• WHAT TO PRODUCE:
Exactly reproduce the lines beginning with the line that includes "Target: ocean water" and ending with the last line of the data.

• THE DATA:
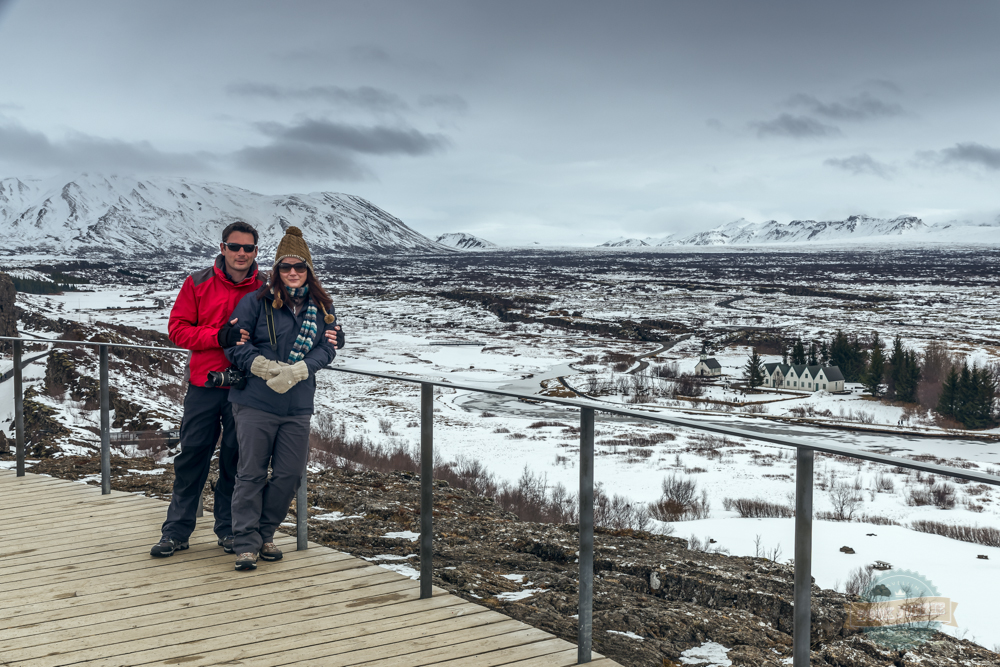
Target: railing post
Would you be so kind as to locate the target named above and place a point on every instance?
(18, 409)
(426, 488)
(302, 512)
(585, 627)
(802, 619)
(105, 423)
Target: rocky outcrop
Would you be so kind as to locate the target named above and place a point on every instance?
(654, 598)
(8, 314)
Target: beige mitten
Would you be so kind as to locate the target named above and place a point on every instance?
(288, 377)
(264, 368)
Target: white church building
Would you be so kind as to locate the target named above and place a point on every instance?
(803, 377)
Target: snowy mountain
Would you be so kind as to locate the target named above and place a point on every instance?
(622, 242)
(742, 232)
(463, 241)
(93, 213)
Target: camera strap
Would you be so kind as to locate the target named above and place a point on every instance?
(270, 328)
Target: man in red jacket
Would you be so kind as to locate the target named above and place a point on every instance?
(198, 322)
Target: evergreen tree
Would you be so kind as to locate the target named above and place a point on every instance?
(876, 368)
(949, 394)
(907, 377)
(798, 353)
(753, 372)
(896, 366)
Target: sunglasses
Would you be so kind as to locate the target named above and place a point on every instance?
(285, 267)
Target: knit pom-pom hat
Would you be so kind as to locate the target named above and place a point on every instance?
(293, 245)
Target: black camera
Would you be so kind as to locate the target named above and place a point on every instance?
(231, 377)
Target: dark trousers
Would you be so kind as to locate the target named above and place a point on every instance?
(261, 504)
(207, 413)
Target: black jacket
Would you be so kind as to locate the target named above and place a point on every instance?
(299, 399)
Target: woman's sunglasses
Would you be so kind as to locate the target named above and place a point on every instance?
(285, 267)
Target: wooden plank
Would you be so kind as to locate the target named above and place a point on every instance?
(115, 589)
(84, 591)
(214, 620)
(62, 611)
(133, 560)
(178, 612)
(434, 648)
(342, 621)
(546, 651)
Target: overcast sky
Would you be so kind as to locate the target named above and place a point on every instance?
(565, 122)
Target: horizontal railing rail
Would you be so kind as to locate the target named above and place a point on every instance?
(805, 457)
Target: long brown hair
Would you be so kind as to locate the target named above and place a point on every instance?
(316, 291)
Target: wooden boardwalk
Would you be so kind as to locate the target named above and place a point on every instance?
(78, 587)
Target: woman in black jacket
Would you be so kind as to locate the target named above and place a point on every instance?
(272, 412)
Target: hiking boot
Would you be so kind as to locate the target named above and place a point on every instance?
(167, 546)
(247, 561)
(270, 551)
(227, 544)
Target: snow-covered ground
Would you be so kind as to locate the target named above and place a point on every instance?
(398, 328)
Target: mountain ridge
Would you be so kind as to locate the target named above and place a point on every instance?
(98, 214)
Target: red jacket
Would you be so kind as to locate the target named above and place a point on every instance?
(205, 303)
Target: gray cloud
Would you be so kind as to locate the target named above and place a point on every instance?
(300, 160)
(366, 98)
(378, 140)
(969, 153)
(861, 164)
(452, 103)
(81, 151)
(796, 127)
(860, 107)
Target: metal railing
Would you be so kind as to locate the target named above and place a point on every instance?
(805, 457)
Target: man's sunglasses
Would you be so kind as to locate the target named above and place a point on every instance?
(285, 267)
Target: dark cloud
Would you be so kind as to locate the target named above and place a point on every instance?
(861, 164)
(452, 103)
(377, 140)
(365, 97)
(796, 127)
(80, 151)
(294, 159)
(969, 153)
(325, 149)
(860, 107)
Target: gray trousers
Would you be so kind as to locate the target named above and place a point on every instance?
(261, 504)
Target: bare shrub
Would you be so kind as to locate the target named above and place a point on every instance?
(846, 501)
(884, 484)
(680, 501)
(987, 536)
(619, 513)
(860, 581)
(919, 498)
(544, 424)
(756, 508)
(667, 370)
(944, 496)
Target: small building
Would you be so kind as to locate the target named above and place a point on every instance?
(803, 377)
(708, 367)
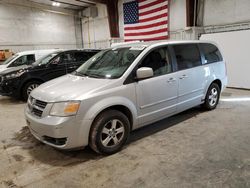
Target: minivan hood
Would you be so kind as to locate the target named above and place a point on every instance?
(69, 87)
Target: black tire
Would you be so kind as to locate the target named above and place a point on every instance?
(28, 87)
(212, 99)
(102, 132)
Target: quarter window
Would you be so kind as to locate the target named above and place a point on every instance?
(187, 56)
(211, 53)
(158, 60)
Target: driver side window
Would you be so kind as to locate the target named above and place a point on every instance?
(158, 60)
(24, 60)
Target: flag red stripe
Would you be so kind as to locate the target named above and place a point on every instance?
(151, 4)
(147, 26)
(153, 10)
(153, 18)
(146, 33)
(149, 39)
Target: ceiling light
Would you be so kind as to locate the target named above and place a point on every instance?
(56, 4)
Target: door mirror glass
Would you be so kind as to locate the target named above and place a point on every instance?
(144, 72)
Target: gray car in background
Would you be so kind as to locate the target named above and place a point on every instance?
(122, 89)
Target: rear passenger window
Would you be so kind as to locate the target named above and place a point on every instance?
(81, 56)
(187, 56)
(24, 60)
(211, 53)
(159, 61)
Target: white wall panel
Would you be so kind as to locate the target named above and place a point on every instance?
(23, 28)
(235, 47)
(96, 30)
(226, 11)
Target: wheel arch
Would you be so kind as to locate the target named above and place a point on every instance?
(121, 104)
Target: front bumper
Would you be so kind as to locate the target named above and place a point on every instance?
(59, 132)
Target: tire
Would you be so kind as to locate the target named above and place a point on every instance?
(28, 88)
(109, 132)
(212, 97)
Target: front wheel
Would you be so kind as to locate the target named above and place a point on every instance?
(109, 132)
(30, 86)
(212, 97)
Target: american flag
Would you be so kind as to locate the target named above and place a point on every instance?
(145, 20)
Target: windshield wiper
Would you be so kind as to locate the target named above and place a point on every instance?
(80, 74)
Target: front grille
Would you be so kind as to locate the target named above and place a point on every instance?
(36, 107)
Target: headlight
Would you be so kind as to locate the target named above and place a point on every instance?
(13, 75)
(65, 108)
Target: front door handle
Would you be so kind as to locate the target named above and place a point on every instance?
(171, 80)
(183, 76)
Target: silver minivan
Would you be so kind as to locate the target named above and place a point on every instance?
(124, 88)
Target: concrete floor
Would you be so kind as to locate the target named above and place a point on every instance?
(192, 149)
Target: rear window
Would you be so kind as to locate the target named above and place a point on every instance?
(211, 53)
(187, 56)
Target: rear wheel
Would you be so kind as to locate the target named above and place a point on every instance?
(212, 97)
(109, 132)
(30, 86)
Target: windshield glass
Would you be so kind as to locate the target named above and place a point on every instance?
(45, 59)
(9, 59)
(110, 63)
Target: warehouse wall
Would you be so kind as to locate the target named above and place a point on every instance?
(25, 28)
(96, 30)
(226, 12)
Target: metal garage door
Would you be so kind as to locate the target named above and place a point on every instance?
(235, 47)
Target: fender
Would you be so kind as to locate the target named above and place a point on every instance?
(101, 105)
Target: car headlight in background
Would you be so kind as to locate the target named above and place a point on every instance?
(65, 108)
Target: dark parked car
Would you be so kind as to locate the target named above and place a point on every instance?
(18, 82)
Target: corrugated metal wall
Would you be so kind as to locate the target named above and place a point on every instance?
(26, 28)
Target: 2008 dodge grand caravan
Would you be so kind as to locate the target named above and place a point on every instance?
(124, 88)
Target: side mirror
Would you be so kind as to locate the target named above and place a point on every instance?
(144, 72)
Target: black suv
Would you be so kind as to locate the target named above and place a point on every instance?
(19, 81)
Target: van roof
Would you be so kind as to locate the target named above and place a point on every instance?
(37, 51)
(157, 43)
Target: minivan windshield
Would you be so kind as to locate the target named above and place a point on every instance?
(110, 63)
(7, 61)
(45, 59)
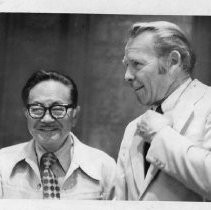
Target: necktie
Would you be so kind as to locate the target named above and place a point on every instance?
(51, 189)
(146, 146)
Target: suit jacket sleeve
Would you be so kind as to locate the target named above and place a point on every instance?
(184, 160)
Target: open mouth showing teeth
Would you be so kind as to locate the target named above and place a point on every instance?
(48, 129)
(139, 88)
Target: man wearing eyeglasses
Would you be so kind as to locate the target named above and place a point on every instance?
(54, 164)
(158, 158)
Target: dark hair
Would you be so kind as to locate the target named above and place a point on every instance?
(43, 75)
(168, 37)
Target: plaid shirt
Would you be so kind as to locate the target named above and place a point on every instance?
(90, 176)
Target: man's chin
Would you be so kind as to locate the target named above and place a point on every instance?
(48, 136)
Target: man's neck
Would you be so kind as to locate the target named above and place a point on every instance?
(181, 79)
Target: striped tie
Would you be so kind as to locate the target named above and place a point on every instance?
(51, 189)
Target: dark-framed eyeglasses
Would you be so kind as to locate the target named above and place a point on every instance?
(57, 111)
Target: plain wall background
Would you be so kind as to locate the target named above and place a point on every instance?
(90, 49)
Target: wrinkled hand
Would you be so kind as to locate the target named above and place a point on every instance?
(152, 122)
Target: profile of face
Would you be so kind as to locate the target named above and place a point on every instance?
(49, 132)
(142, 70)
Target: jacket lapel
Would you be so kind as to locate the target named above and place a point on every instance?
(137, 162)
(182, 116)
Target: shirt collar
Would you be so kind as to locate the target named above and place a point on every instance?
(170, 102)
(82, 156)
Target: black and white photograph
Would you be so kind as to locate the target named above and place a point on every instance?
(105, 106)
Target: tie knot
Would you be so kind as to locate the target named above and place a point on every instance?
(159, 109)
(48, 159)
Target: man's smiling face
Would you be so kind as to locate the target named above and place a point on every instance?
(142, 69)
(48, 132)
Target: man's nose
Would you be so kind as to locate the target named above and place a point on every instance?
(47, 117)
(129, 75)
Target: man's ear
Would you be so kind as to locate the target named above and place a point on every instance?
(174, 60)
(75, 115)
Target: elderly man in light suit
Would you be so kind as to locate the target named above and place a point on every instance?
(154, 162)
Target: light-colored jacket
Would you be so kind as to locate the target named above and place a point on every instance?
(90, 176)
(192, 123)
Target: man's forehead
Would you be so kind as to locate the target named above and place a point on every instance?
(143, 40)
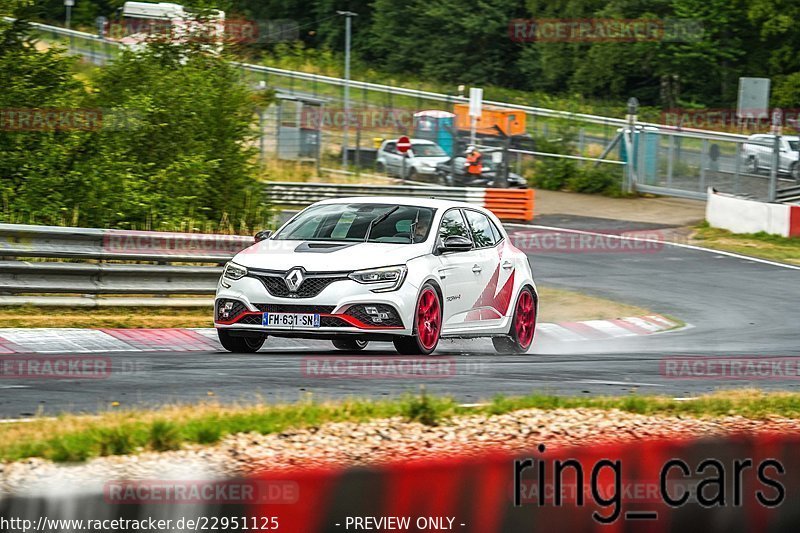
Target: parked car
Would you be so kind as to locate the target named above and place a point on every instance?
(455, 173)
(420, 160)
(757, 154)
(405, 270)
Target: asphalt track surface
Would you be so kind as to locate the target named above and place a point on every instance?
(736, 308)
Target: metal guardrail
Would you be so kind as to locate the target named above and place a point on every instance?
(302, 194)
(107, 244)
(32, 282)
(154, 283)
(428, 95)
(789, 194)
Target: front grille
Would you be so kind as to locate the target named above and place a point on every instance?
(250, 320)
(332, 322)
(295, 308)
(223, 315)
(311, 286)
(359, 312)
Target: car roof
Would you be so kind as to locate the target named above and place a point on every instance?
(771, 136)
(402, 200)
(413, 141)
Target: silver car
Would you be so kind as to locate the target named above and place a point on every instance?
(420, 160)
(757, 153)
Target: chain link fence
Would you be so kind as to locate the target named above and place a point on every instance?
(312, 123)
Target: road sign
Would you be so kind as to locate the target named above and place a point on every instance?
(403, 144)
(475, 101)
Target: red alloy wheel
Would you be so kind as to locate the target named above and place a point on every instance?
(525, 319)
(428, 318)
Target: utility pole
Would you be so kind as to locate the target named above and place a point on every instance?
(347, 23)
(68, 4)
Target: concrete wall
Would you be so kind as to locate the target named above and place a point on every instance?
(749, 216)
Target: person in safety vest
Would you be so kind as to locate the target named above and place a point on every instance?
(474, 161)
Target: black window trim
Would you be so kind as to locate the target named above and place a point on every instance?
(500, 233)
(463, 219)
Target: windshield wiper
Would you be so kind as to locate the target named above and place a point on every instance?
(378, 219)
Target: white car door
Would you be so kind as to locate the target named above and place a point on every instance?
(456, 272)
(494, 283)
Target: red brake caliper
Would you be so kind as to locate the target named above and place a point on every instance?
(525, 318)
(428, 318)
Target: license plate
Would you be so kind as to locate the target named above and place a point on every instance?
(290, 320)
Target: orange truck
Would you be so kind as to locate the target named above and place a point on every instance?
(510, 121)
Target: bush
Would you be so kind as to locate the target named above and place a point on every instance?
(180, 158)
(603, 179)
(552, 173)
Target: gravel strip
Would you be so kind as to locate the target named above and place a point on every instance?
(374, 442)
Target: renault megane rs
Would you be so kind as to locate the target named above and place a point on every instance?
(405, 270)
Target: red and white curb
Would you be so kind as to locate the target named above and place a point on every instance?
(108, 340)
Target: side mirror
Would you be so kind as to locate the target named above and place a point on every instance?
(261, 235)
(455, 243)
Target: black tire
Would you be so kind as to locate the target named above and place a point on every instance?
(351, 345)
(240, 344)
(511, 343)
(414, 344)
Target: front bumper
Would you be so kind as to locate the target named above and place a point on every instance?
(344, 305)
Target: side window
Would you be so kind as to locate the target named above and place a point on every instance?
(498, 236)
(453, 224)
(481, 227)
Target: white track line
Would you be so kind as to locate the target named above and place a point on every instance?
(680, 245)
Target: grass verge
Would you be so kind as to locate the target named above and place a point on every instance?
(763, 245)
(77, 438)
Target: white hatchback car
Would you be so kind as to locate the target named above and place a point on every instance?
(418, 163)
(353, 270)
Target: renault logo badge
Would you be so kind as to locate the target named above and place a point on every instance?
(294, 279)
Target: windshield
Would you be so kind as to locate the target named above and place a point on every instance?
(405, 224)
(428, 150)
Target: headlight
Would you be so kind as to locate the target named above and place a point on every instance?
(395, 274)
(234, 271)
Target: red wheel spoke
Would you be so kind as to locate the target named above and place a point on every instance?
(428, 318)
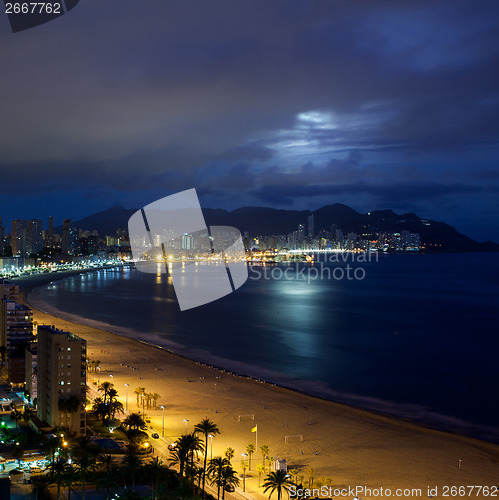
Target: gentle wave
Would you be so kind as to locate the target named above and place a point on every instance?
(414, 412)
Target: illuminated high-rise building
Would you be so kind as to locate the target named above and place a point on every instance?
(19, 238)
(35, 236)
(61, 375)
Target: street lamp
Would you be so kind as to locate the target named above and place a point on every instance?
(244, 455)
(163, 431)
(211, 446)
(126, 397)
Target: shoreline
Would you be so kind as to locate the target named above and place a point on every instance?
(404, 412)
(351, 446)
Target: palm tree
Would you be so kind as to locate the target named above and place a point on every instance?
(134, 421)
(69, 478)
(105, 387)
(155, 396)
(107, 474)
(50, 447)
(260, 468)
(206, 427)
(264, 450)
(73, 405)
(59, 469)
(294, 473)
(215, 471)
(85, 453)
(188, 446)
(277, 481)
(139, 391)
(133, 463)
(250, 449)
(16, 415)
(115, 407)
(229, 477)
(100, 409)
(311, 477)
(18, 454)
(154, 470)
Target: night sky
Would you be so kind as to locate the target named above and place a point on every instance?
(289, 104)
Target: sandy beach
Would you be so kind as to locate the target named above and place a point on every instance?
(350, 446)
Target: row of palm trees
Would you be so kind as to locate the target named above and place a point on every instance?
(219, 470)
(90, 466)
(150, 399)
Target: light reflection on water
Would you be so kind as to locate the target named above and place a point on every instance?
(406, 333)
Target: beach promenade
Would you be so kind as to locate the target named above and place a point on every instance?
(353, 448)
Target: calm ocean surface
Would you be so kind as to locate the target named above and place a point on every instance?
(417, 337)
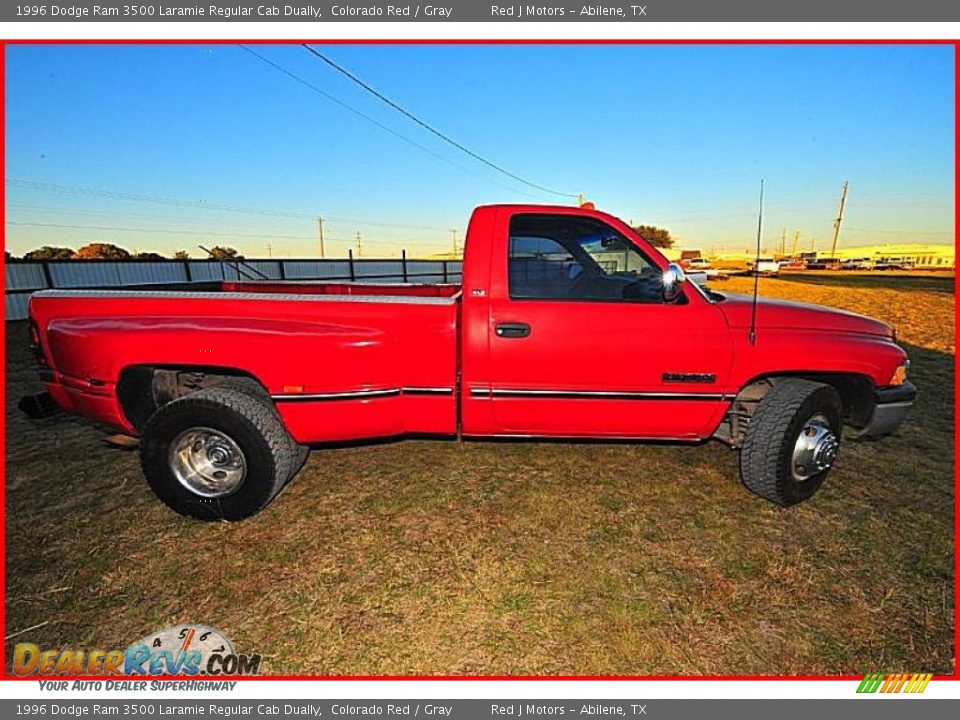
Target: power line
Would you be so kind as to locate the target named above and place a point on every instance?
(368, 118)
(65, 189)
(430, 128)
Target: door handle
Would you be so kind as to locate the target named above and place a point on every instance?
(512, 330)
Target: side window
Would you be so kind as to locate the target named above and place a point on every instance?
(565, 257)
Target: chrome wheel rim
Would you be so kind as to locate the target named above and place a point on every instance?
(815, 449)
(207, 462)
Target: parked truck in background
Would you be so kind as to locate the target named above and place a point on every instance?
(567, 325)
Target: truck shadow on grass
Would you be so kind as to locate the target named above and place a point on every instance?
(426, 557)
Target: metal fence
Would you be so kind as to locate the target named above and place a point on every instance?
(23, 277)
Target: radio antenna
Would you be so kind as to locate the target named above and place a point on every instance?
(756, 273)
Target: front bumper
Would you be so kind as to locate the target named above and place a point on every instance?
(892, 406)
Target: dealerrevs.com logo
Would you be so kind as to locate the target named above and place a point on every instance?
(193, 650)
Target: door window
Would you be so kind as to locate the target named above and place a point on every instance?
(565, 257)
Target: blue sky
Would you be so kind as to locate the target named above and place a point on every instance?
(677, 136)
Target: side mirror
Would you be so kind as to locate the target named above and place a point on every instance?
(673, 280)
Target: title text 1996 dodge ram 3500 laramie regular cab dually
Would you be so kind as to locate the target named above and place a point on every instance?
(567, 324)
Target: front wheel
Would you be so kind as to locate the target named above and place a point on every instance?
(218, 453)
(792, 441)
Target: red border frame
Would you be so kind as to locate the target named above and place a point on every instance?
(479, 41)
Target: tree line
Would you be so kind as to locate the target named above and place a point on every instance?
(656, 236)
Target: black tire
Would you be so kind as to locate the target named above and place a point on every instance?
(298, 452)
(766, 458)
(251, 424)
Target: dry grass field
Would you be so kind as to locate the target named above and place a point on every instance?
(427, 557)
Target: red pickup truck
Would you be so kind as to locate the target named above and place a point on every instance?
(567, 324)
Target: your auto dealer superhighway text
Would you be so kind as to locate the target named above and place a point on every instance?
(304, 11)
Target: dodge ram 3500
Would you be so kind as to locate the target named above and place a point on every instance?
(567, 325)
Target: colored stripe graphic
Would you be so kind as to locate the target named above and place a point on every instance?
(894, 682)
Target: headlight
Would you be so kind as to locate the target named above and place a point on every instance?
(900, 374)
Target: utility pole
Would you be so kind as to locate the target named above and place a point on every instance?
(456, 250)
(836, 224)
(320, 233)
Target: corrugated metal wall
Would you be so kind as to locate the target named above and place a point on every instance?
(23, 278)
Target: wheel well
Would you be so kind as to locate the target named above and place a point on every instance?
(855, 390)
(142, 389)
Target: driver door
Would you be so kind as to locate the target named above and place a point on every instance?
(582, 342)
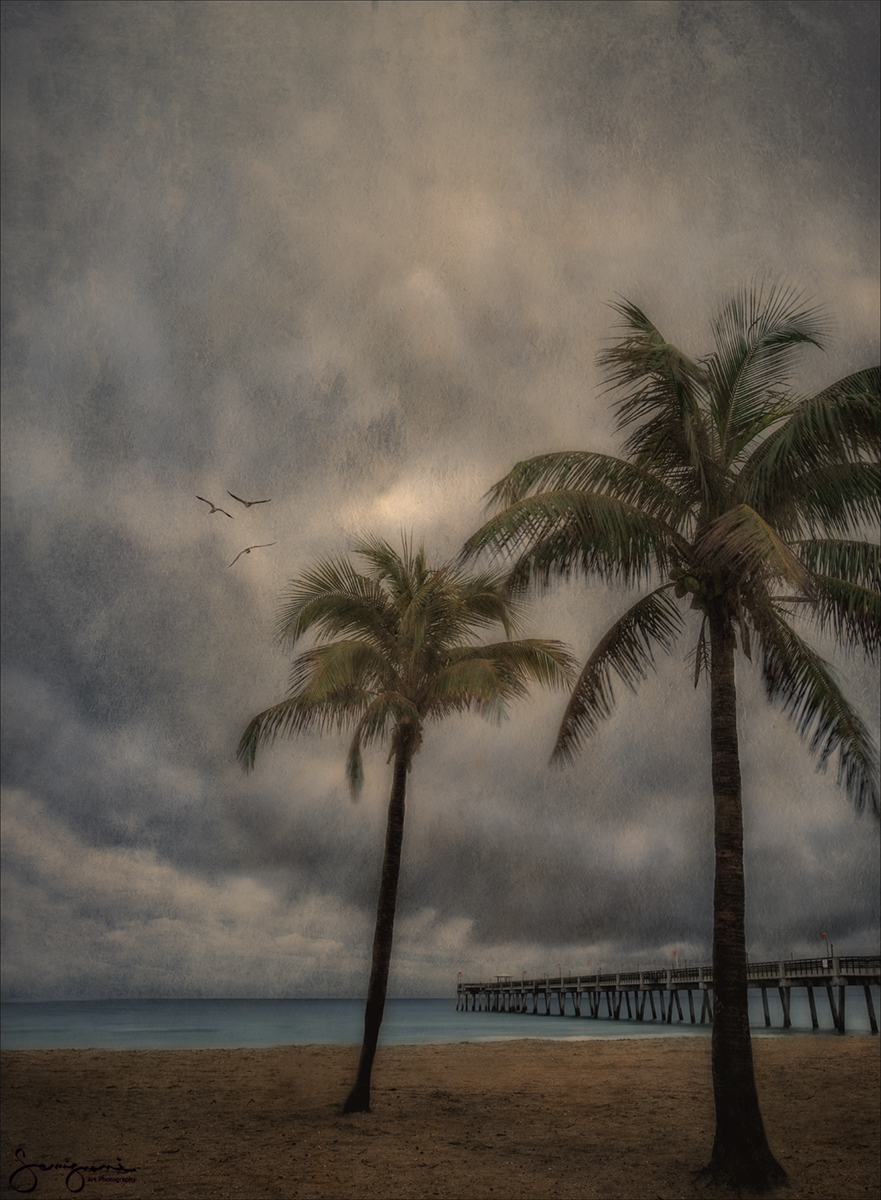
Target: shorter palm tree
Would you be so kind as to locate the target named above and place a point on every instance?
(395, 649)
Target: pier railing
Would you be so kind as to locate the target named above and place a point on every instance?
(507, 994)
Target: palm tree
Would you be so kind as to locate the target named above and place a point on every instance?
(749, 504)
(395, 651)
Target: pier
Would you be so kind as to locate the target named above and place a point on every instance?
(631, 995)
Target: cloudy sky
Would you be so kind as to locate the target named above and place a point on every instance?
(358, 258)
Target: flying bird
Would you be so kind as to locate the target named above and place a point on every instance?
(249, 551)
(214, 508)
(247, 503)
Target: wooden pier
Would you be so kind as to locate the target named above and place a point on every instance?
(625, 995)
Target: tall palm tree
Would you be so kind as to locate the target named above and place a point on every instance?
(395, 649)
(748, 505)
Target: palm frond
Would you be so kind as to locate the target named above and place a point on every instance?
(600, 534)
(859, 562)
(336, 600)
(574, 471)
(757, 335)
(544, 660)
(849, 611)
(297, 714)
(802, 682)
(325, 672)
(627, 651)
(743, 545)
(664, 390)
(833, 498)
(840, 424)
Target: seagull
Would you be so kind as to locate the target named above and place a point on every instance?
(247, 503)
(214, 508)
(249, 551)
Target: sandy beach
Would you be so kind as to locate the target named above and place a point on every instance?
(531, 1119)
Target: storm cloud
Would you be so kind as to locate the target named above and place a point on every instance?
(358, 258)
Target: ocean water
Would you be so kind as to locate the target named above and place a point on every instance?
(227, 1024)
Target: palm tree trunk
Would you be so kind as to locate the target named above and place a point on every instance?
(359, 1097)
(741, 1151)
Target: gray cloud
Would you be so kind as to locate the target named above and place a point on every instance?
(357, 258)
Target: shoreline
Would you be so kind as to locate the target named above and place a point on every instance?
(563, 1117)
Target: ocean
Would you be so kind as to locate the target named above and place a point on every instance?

• RESULT OF THE TASK:
Target: ocean water
Would you be so kind as to locate the target named above and place a point on every instance?
(227, 1024)
Target: palm tree trunk
Would you be so kind as to locate the target named above and place a point on every instance?
(359, 1097)
(741, 1151)
Target: gray cloud
Would you be so kind as to locate the target named above and place a point on every instance?
(357, 258)
Target: shoreline
Would you be so kind as to locate the target named above and place a point on every instance?
(563, 1117)
Target: ocean
Would you be so kind as to locate the target named above and place a point on every instance?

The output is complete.